[Start Records provided]

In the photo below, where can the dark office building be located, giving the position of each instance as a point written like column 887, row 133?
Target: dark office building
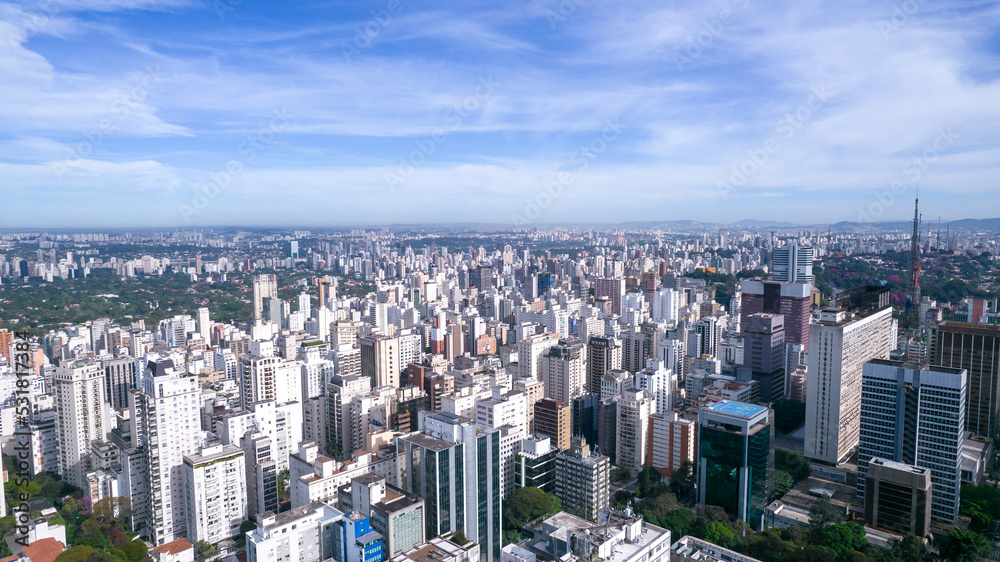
column 975, row 348
column 899, row 497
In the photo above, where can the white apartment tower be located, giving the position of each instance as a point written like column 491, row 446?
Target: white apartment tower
column 82, row 415
column 215, row 481
column 634, row 410
column 165, row 408
column 564, row 371
column 839, row 345
column 264, row 286
column 793, row 263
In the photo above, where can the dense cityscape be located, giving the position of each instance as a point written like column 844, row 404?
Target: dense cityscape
column 537, row 281
column 669, row 392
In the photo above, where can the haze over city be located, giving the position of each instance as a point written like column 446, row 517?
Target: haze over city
column 369, row 113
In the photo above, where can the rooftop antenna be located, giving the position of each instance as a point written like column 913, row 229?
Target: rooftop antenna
column 915, row 254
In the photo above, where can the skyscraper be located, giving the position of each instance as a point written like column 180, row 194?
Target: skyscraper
column 581, row 480
column 165, row 409
column 736, row 459
column 764, row 353
column 915, row 415
column 82, row 416
column 216, row 492
column 632, row 442
column 840, row 343
column 264, row 286
column 553, row 419
column 975, row 348
column 793, row 263
column 791, row 300
column 119, row 378
column 563, row 371
column 454, row 464
column 614, row 289
column 603, row 355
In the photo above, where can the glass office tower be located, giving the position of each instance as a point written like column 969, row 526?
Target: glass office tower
column 736, row 459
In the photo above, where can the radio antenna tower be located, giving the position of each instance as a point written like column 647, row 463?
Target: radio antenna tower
column 915, row 256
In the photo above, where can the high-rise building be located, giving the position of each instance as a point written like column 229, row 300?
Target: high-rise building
column 380, row 360
column 165, row 410
column 585, row 417
column 215, row 482
column 553, row 419
column 614, row 289
column 635, row 350
column 914, row 415
column 6, row 341
column 764, row 353
column 530, row 352
column 791, row 300
column 898, row 497
column 307, row 534
column 666, row 306
column 269, row 379
column 82, row 415
column 581, row 480
column 454, row 464
column 632, row 441
column 673, row 442
column 324, row 290
column 603, row 355
column 563, row 371
column 840, row 344
column 119, row 378
column 395, row 514
column 975, row 348
column 736, row 459
column 535, row 464
column 204, row 323
column 655, row 381
column 793, row 263
column 264, row 286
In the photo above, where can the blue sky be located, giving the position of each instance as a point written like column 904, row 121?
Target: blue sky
column 190, row 112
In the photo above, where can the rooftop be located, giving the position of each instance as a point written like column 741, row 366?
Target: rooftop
column 737, row 409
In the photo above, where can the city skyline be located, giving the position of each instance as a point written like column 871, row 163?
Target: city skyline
column 573, row 113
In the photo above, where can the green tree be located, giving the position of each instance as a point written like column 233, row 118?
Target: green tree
column 718, row 531
column 80, row 553
column 981, row 504
column 527, row 504
column 680, row 522
column 783, row 482
column 683, row 481
column 911, row 549
column 136, row 551
column 824, row 513
column 841, row 538
column 789, row 415
column 966, row 546
column 792, row 463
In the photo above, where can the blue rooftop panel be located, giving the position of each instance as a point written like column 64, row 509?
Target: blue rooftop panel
column 737, row 409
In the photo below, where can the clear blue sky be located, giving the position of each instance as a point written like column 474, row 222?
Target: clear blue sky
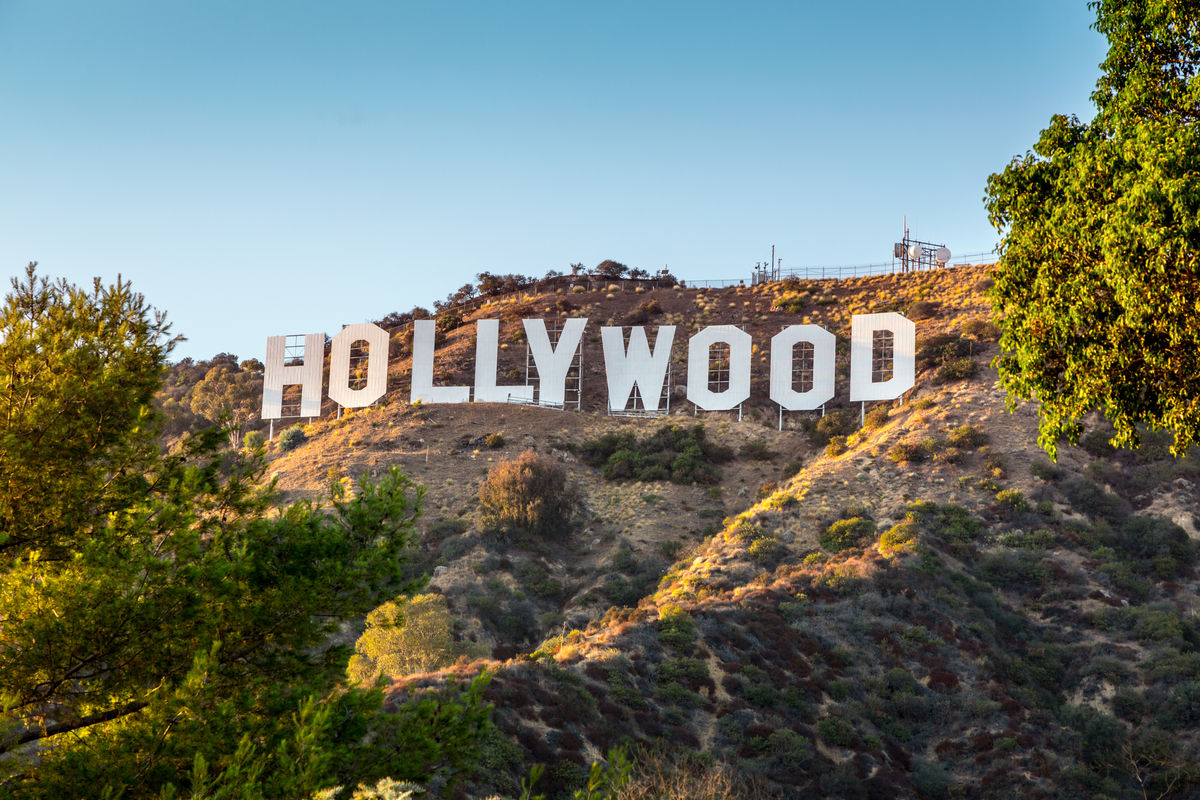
column 263, row 168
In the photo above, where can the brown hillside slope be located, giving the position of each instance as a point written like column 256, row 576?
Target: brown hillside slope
column 924, row 608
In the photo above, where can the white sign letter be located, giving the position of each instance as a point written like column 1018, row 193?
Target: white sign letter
column 699, row 354
column 307, row 374
column 487, row 334
column 637, row 367
column 862, row 354
column 783, row 356
column 340, row 366
column 423, row 370
column 553, row 361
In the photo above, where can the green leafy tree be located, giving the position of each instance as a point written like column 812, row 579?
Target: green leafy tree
column 529, row 494
column 160, row 630
column 1098, row 286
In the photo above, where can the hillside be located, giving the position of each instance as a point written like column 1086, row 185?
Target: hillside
column 921, row 607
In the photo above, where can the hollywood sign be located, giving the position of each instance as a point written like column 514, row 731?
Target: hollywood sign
column 627, row 366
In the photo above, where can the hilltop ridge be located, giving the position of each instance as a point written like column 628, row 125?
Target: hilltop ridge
column 923, row 606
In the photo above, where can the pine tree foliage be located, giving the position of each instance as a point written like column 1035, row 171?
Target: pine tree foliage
column 161, row 625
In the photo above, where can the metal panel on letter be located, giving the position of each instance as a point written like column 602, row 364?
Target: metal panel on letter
column 424, row 390
column 904, row 372
column 637, row 367
column 553, row 361
column 340, row 366
column 277, row 376
column 783, row 352
column 487, row 334
column 739, row 367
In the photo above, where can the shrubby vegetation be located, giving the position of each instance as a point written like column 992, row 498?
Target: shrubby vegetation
column 670, row 453
column 529, row 494
column 165, row 632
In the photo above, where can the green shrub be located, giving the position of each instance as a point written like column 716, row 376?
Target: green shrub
column 529, row 494
column 922, row 310
column 948, row 522
column 792, row 301
column 957, row 370
column 837, row 446
column 899, row 537
column 405, row 636
column 671, row 453
column 1012, row 500
column 756, row 450
column 1044, row 470
column 1014, row 569
column 835, row 731
column 1101, row 735
column 1093, row 501
column 909, row 451
column 837, row 422
column 292, row 438
column 676, row 627
column 981, row 329
column 967, row 437
column 846, row 534
column 940, row 349
column 766, row 549
column 449, row 320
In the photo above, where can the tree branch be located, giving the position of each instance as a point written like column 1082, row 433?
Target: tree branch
column 75, row 725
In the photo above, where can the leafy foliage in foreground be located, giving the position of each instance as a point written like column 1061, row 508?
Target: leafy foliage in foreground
column 671, row 453
column 161, row 632
column 1098, row 282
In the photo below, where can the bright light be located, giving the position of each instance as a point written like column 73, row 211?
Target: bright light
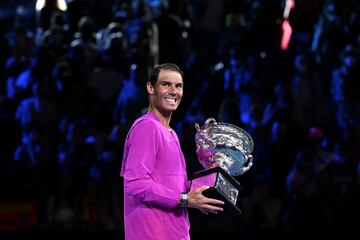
column 40, row 4
column 61, row 4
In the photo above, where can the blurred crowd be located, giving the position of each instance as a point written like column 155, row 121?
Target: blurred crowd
column 72, row 80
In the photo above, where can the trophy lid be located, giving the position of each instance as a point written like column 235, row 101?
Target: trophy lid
column 225, row 145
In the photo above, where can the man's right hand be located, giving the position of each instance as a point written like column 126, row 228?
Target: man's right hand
column 197, row 200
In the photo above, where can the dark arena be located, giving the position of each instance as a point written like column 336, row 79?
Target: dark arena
column 74, row 78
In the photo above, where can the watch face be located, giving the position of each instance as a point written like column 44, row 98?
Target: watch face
column 183, row 200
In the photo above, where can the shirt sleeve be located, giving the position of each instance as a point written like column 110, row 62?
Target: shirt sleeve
column 138, row 163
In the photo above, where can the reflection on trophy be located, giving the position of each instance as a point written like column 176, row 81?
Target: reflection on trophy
column 224, row 150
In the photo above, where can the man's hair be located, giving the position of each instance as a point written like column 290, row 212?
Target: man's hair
column 154, row 73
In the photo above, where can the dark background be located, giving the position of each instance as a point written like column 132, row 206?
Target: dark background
column 73, row 80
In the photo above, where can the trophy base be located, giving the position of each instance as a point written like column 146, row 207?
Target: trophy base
column 222, row 185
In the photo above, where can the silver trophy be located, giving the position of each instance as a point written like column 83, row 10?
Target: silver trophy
column 224, row 150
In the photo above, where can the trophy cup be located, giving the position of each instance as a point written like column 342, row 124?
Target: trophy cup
column 224, row 150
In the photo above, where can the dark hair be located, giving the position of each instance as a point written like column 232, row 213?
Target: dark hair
column 154, row 73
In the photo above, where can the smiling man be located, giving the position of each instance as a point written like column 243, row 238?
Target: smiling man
column 156, row 188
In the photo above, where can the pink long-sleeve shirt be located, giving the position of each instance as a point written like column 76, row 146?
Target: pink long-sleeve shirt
column 154, row 172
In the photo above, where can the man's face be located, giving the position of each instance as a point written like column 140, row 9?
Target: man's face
column 167, row 93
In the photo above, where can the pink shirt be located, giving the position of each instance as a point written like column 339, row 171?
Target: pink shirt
column 154, row 172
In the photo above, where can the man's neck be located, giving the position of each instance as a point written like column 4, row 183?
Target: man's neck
column 163, row 117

[End Records provided]

> **Written instruction**: Reproduce the data from the line containing "In the photo above, where can the haze" through the line containing "column 369, row 113", swapping "haze over city" for "smog over city" and keeping everything else the same. Give only those lines.

> **Task solution**:
In the photo above, where can the smog over city be located, giving the position of each instance as a point written like column 446, row 517?
Target: smog over city
column 369, row 113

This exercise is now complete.